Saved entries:
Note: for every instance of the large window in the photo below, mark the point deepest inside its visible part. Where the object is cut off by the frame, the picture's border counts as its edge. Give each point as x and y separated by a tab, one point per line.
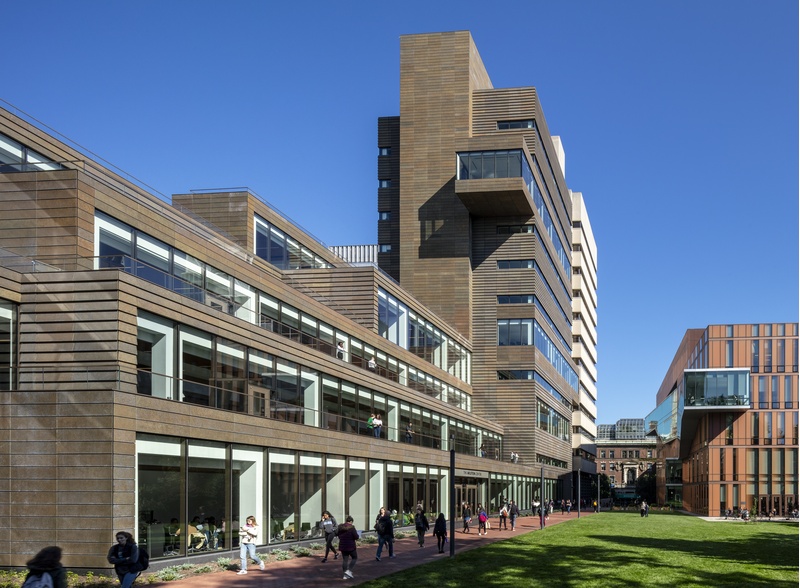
282	495
515	332
16	157
8	334
281	250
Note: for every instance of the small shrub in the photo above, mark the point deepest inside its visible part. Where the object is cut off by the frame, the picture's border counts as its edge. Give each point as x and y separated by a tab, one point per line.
168	574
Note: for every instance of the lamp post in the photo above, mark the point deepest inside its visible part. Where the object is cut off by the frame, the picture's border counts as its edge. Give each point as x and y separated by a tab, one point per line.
598	492
452	495
541	501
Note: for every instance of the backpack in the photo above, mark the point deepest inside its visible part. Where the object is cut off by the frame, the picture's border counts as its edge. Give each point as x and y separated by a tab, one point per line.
45	580
144	559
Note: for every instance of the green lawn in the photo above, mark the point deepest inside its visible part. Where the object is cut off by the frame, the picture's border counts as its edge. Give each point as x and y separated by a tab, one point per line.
623	549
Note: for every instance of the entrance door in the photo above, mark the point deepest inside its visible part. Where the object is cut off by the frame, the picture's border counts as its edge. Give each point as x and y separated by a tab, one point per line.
466	493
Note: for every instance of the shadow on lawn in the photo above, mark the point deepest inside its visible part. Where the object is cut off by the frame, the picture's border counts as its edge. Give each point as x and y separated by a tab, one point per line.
610	560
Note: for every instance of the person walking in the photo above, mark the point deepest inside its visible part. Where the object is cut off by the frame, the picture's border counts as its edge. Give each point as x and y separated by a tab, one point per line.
466	514
421	524
330	528
409	432
348	535
440	532
248	535
48	561
385	530
503	523
124	555
482	518
513	513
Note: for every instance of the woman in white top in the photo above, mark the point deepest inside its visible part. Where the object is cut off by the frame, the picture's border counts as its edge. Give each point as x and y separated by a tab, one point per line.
248	535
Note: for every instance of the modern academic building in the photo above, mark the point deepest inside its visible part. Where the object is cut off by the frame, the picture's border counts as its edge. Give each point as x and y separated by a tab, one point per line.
477	222
200	356
726	421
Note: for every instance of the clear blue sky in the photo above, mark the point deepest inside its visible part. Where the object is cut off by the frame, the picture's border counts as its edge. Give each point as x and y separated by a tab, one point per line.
679	119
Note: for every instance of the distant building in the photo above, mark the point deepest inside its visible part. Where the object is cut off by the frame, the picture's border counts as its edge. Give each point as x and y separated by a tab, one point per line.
625	452
727	420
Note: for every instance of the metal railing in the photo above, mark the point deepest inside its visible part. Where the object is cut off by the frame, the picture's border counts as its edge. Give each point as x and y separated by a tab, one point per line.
239	395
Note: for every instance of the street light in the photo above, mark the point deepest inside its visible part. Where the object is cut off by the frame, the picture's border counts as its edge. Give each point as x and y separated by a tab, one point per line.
598	492
452	495
541	501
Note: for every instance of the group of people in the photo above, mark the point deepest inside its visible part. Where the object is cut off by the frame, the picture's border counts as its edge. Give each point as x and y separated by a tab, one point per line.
509	512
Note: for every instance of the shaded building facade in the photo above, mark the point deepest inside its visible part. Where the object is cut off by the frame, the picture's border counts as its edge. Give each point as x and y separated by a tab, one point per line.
727	420
200	356
624	452
476	220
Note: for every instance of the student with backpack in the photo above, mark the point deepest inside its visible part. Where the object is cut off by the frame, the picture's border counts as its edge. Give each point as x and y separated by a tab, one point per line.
45	570
385	530
482	518
440	531
126	555
330	528
421	524
503	523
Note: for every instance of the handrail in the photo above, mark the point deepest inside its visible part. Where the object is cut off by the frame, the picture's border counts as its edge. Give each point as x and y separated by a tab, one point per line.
226	304
250	398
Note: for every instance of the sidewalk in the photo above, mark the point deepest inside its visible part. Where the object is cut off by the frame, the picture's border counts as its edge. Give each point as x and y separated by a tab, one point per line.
301	571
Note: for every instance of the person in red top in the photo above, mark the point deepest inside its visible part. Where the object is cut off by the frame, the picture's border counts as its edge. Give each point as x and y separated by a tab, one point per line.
348	535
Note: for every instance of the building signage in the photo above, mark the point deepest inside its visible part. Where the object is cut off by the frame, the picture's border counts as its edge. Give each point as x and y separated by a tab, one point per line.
472	474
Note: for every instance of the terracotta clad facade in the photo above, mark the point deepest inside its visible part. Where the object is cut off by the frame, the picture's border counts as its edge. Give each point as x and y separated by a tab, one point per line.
453	237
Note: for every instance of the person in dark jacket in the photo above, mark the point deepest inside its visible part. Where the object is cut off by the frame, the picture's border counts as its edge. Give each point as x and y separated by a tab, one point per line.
125	557
48	561
466	514
385	530
421	524
348	535
440	531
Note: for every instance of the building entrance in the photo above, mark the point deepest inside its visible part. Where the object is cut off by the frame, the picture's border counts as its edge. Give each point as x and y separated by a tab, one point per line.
466	493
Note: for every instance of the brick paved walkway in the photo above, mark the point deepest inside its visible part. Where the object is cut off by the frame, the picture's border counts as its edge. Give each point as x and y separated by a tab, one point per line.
302	571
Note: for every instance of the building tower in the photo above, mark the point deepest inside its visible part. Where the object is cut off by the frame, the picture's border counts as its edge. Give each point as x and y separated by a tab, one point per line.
476	221
584	341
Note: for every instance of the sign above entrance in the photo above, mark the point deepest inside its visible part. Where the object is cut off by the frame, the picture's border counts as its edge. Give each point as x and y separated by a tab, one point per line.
471	474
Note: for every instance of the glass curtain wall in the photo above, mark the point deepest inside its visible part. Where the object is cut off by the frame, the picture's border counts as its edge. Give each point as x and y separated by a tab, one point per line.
282	495
160	495
310	496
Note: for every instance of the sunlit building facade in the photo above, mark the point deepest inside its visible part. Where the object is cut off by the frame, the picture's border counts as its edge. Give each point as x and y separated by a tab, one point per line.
200	357
476	221
727	421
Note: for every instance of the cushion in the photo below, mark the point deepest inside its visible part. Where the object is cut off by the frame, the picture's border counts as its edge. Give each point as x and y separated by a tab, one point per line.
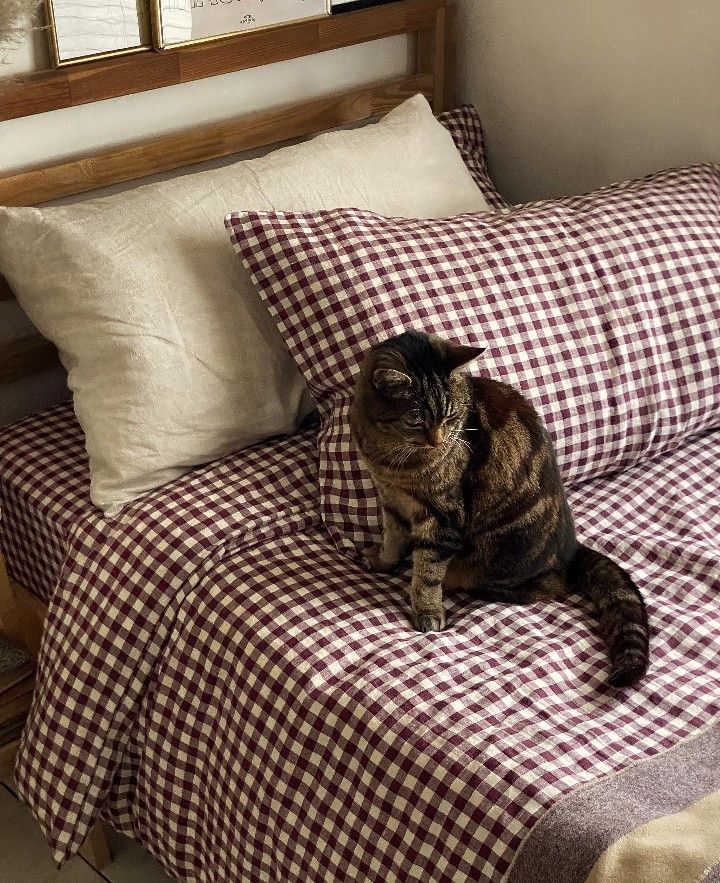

• _Your objective_: Copy out every entry above, character for character, excluding pictures.

• _Output_:
Note: for every instance of the large window in the photo below, mark the point deepest inside its visible part. Where the object is cut off by the frame, the picture's border counts as its edge. Give each point as x and y separated by a tab, one point per line.
282	495
515	332
16	157
8	334
281	250
Note: for every instance of the small shrub in the photo above, mark the point deepest inside its visible part. Where the object is cut off by the frame, the picture's border counts as its edge. Give each point as x and y separated by a tab, one point per line.
168	574
Note: for every instance of the lamp post in the photo above, mark the point deepest inside its visible part. Where the object is cut off by the frame, the picture's border counts as its edge. Give each point as x and y separated by a tab, one point per line.
598	492
452	495
541	501
Note: for every instance of the backpack in the photo above, mark the point deepest inside its visible part. Where the object is cut off by the frame, the picture's border counts as its edge. Give each point as x and y separated by a tab, one point per line.
45	580
144	559
Note: for every instance of the green lawn in the photo above, mark the point deepest inside its visible part. Where the object is cut off by the frame, the picture's border counts as its edge. Give each point as x and y separated by a tab, one point per line.
623	549
Note: for every instance of the entrance door in the photo above, mark the point deepest inside its visible part. Where the object is cut off by the frame, the picture's border counts as its edge. Give each point as x and y separated by a tab, one point per line.
466	493
Note: for every instance of the shadow on lawn in the photo above, mark the point deepest inside its visible part. Where the object is cut off by the frame, the picture's border counts as its edge. Give each point as x and y separated by a tab, one point per line.
610	560
Note: for every instance of the person walking in the photo above, mark the point deepest inside its visible part. Where the object is cut off by the frame, the picture's border counts as its edge. Give each point as x and y separated by a tab, one point per line.
466	514
421	524
330	528
409	432
348	535
440	532
248	535
48	561
385	530
503	523
124	555
482	518
513	513
Note: for every instance of the woman in white top in the photo above, mark the point deepest inside its visible part. Where the object is cut off by the frame, the picture's border counts as its edge. Give each point as x and y separated by a tab, one point per line.
248	535
Note: for every instance of the modern academic building in the photo above, mark the point deepest inside its visible part. Where the object is cut off by the frame, the picture's border counts as its edge. Give each point as x and y separated by a tab, one point per line.
477	222
200	356
726	421
Note: for every instance of the clear blue sky in the photo above, mark the point deepest inside its visible part. Where the object is cut off by the frame, the picture's border counts as its edge. Give each point as x and y separated by a tab, one point per line.
679	119
Note: for every instance of the distant building in the photo above, mark the point deepest inside its visible part. Where the object is cut off by the frame, the picture's border counts as its edge. Give each point as x and y separated by a tab, one point per line.
625	452
727	420
Note: for every instance of the metal railing in the photo above, mark the point deepest inside its visible part. Where the object is cut off by the frame, the picture's border counts as its edge. Give each point as x and y separated by a tab, one point per line.
239	395
Note: for every instance of the street light in the photo above, mark the point deepest inside its visible part. Where the object is cut off by the frame, the picture's border counts as its edge. Give each point as x and y separated by a tab, one point per line.
598	492
452	495
541	501
Note: for every instance of the group of people in the photo above, mark the point deepest inside its visible part. Where the object is cut off by the frame, the picture's border counts as its edge. Give each point as x and y separated by a tab, one point per line.
509	512
Note: for every instance of the shaded building facade in the photo above, mark the point deepest inside its visible part. Where the object is cut off by the frame, the picture's border counts as its edge. Give each point as x and y separated by a tab, one point per line.
727	420
200	356
624	452
476	220
Note: for every instance of the student with backpack in the photo above, mark the point deepest inside its visible part. Where the object is cut off by the frame, the picture's border counts as its edge. Give each point as x and y separated by a tab, one point per line.
45	570
385	530
482	518
440	531
126	555
330	528
421	524
503	523
Note: for every instance of the handrail in the photo above, mark the point deepest inside its visible part. Where the object is cut off by the frame, the picture's border counts as its edge. Give each point as x and y separated by a tab, one point per line.
226	304
250	398
Note: for every instance of the sidewalk in the photo above, mark the point deepest inside its visible part. Where the object is cut off by the frame, the picture's border counts as its edge. Give each point as x and y separated by a tab, one point per line.
301	571
Note: for every instance of the person in red top in the photo above, mark the point deepest inside its visible part. Where the object is cut off by the frame, the picture's border counts as its edge. Give each point as x and y separated by a tab, one point per line.
348	535
Note: for every instance of the building signage in the photo above, mark the point deepest inside its visible part. Where the object is cut off by the frame, the picture's border counts as its edge. Give each point as x and y separated by a tab, one point per line.
472	474
Note: for every instance of the terracotta clad facade in the photo above, mark the point deepest inside its visible part. Where the object is cut off by the frame, the picture's border counts as its edge. Give each point as x and y separated by a tab, one point per line.
453	237
Note: for every instance of the person in dark jacket in the photo above, mark the point deepest inside its visible part. Where the object is cut off by the frame, the picture's border counts as its edge. Give each point as x and y separated by a tab, one point per line.
125	557
48	561
466	514
385	530
421	524
348	535
440	531
Note: for every instance of the building entrance in the photo above, mark the point deepest inside its visible part. Where the object is cut off by the frame, the picture's border counts as its edge. Give each point as x and y separated by a tab, one point per line.
466	493
Note: for every instance of the brick paved walkway in the photo above, mark the point deepest inside its visible part. Where the object is cut off by the frame, the picture's border counts as its edge. Give each point as x and y separated by a tab, one point per line.
302	571
Note: for every instance of the building tower in the photo above, mark the point deepest inside its visible part. Where the object is cut off by the frame, the picture's border counts as its edge. Give each point as x and y separated by a tab, one point per line.
476	221
584	341
Note: for every instance of the sign above entrance in the photo above, mark the point deepest inside its visible part. Where the object is cut off by the frame, the picture's border counts as its edge. Give each point as x and y separated by a tab, one point per line.
471	474
Note: for every instance of the glass curtain wall in the photo above, mark the point deepest inside its visible part. Where the object is cut off by the frame, the picture's border counts as its edge. Give each point as x and y separated by a tab, one point per line.
282	495
160	495
310	496
Note: for every instance of the sunlit building facade in the photo above, mark the point deepest inside its visible part. Where the object is cut off by the frame, the picture's border counts as its edge. Give each point as x and y separated by a tab, one point per line.
200	357
476	221
727	421
Note: for every instance of the cushion in the photo below, mark the point deepest inside its visible part. Where the object is cut off by the frame, the picture's border counts as its edge. Give each point as x and y separated by a tab, one point per line.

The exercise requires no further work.